(Beginning of Records to process)
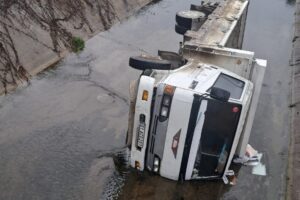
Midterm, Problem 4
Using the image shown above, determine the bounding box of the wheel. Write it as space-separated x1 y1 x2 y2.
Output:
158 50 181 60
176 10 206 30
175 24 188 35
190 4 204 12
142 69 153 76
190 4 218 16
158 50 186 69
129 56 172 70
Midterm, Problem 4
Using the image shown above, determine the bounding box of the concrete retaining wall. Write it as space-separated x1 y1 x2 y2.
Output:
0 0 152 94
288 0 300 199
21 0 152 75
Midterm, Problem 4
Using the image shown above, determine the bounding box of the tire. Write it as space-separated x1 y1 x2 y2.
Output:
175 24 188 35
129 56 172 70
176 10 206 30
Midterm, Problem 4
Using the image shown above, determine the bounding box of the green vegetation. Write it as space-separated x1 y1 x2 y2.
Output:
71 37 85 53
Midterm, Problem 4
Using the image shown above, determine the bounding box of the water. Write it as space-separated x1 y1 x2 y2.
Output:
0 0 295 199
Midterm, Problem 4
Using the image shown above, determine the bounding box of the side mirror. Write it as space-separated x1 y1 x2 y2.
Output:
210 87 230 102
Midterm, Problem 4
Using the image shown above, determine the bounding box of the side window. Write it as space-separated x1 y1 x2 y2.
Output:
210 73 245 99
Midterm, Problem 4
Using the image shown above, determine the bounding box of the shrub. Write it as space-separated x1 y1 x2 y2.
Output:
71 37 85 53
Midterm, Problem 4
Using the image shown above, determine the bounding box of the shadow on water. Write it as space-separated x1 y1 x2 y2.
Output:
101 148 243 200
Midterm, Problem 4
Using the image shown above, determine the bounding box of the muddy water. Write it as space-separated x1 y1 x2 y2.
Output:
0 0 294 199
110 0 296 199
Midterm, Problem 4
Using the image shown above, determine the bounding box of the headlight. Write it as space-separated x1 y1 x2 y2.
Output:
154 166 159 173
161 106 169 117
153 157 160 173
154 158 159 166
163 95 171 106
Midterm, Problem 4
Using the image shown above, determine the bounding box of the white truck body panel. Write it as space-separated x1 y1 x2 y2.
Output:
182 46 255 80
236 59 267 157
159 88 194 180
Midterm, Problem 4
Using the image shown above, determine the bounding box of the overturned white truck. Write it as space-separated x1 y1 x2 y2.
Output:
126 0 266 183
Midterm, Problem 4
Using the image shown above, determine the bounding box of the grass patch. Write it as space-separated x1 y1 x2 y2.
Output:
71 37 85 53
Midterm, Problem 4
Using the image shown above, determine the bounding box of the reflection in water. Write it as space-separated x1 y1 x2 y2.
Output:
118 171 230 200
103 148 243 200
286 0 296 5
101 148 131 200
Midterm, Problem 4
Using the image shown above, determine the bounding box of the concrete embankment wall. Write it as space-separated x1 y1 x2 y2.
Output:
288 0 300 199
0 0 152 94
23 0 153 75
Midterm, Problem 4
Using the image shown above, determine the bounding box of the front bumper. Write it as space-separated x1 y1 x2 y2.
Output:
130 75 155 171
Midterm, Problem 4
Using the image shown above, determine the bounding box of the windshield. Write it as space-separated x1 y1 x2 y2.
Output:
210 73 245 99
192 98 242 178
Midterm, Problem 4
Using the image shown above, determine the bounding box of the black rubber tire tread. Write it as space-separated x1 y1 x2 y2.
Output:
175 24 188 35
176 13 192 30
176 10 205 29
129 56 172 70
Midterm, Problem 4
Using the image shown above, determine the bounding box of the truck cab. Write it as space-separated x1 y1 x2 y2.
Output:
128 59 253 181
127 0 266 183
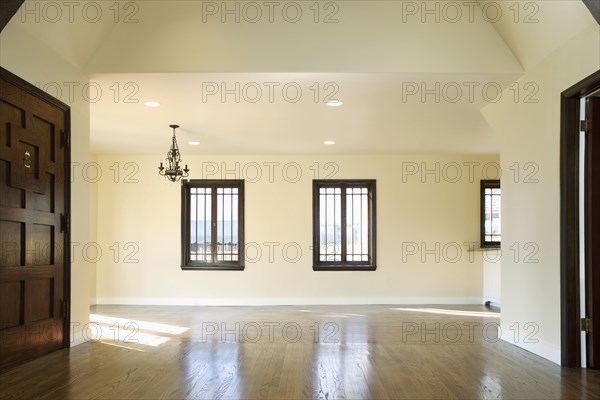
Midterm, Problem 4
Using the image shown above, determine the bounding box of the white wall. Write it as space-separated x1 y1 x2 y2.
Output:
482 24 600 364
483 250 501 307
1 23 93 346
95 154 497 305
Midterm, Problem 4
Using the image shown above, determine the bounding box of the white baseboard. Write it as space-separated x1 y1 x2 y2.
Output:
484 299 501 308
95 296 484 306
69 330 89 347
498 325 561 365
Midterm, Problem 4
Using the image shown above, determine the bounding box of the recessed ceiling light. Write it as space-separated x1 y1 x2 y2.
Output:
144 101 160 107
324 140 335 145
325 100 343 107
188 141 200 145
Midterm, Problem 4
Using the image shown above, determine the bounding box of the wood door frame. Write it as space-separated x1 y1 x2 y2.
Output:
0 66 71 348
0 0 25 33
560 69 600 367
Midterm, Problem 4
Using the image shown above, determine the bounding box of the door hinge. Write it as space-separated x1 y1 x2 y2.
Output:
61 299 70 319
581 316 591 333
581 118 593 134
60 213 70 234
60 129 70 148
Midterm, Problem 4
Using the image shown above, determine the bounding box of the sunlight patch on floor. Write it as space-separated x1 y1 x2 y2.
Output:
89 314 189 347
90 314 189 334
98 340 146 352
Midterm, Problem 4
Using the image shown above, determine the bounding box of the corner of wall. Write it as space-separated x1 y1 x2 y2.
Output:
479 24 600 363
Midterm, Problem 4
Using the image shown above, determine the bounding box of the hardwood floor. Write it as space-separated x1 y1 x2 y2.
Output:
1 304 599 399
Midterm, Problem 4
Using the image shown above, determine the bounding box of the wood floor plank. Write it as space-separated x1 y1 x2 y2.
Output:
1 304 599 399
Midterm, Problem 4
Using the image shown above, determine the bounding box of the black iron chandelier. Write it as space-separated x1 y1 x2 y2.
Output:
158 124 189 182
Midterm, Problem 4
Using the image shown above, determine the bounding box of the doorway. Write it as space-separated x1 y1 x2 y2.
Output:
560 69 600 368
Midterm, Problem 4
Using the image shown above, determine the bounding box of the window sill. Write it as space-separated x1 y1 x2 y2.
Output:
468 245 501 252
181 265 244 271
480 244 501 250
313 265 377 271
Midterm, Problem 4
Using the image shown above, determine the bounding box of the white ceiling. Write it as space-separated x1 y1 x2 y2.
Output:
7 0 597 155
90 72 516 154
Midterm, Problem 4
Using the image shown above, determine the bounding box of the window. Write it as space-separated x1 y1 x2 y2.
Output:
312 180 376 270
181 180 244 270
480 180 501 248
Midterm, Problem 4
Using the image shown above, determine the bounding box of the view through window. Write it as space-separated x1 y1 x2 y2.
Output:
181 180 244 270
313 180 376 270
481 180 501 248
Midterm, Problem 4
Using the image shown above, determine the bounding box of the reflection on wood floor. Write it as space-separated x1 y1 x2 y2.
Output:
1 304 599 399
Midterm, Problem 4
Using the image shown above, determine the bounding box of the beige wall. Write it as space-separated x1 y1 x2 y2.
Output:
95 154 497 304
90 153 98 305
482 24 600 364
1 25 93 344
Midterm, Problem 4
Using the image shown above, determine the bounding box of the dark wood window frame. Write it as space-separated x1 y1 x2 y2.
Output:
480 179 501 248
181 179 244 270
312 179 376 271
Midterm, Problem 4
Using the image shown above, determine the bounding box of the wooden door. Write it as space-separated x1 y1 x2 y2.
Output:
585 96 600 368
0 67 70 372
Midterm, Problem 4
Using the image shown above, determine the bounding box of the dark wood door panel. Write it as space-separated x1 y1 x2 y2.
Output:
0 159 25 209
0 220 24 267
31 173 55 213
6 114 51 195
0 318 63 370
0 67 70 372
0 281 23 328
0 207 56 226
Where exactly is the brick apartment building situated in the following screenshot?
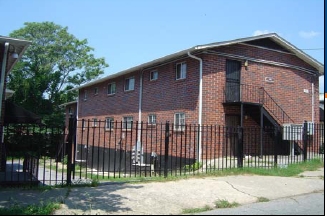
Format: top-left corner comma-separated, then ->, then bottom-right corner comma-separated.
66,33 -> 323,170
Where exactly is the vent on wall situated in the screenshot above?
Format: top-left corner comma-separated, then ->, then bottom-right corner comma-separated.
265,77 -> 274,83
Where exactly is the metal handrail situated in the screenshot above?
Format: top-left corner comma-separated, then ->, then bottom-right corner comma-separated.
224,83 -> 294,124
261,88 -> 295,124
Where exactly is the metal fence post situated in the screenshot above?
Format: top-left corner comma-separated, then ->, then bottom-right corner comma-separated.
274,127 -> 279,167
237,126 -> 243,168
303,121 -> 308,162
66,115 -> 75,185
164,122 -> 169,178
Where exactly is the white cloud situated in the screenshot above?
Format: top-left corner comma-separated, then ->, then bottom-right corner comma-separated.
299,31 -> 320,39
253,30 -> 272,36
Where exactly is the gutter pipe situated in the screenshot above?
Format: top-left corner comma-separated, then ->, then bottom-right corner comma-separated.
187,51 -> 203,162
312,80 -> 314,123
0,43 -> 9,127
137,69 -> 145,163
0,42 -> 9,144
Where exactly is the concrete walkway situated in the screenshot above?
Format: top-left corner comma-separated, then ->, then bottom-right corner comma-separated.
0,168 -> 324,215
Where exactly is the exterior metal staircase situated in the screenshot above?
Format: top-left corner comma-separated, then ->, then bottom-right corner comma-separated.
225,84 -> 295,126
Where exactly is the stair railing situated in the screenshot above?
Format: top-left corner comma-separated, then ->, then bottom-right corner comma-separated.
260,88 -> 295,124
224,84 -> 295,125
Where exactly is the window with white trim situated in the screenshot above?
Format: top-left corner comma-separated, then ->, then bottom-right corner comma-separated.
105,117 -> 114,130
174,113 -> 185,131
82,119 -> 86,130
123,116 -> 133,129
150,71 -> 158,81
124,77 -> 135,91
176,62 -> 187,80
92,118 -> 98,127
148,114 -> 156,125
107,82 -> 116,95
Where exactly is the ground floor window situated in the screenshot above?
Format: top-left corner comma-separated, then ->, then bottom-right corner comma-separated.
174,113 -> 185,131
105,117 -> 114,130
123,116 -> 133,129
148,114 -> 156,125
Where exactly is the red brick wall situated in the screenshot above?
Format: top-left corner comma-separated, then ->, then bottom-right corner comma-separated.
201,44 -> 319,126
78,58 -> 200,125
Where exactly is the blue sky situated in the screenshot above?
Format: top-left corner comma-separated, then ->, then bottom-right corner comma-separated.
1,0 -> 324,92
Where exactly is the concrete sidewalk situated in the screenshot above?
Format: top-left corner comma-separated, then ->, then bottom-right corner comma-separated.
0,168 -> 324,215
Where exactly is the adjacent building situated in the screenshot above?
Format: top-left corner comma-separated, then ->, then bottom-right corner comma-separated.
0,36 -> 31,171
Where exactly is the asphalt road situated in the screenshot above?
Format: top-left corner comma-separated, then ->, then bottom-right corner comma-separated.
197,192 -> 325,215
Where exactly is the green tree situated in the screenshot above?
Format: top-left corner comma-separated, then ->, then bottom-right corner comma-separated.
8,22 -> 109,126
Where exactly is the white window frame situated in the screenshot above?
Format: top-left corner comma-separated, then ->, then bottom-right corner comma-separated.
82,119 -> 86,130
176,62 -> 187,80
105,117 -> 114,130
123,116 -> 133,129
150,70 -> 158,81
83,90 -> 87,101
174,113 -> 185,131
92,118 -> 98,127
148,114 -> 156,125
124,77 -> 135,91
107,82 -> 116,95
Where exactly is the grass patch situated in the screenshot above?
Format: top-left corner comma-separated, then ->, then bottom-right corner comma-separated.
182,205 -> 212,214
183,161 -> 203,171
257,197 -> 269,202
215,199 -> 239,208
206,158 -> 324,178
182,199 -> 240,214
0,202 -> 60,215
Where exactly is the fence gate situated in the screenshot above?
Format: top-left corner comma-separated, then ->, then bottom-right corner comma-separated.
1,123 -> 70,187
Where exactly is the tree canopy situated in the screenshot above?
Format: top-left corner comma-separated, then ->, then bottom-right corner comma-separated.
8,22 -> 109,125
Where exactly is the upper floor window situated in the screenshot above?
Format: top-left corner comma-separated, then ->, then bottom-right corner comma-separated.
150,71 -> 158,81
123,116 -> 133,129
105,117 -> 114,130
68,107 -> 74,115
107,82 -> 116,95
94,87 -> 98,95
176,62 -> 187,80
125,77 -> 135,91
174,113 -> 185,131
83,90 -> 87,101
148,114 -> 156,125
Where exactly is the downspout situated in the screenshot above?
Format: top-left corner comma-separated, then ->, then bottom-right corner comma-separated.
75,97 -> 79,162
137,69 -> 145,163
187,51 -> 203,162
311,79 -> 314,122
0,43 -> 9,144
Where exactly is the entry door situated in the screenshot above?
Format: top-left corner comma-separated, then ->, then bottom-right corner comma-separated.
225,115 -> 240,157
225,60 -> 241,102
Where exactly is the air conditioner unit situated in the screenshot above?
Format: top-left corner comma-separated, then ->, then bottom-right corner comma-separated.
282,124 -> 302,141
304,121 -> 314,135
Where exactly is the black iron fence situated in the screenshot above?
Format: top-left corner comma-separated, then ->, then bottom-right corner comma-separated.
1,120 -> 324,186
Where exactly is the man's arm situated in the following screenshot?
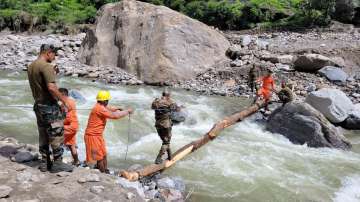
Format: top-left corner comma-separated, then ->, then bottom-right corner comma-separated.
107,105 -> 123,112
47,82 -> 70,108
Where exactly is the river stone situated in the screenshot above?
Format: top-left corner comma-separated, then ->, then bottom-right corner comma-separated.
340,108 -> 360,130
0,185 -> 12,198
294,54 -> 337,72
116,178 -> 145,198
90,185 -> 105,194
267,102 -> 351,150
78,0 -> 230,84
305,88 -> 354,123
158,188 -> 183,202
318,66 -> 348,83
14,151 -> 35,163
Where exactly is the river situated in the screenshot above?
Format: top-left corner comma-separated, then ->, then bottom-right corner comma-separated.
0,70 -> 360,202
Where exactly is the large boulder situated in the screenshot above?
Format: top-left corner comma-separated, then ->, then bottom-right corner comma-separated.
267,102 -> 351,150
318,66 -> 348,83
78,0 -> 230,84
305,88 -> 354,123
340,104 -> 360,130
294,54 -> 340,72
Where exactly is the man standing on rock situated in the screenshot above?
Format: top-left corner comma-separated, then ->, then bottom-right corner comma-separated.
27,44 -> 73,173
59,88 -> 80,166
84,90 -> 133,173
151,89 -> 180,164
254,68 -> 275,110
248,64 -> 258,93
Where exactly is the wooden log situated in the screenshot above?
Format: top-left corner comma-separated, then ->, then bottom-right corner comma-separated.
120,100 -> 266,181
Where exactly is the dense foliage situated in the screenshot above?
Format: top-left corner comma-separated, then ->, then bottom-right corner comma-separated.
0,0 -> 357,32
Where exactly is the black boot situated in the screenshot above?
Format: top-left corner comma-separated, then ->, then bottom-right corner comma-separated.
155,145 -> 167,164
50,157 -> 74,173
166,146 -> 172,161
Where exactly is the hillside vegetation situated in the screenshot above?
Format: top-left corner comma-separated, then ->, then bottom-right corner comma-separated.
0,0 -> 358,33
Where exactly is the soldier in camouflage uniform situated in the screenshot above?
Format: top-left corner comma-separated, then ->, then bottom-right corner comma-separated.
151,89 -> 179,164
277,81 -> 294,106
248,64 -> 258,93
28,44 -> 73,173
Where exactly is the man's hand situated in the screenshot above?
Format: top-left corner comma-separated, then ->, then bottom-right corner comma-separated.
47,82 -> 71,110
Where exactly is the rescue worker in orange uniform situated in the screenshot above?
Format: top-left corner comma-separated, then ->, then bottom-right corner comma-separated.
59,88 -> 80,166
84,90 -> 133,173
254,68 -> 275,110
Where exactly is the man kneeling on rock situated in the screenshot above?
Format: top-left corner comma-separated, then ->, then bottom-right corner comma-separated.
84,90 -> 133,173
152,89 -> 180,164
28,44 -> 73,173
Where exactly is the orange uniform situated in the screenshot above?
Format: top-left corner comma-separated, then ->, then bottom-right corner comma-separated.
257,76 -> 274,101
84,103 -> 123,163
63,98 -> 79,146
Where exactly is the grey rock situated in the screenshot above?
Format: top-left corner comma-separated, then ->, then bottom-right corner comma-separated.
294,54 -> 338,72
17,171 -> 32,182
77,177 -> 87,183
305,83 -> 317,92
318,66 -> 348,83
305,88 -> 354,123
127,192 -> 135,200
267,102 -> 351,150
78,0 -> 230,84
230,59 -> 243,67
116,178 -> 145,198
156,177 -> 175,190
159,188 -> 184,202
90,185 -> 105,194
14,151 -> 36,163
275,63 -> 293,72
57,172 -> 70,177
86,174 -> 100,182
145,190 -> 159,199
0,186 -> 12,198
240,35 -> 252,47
(End of Records to process)
| Task details |
Each line above that contains the string "white" should be copied.

| Exercise answer |
Using the image shown above, determine the bounding box of the white truck body panel. Write it as space-separated x1 y1 x2 y2.
Using the image shown above, determine the bounding box of the overturned white truck. Write it as space-separated x1 y1 x2 y2.
Using the image shown above, determine the bounding box of the white wall. Write it as space-separated x1 y1 x2 y2.
Using the image shown above, determine the bounding box of the white baseboard. Write it as space-separated x1 y1 x2 y2.
Using the image shown above, determine the bounding box of the white ceiling. Write it as space-separated x1 y1 x2 y2.
Where exactly is the white cloud situated in the screenshot above?
Where exactly is the window with white trim situated in the screenshot above?
Where exactly is the white window frame situated in the screenshot above?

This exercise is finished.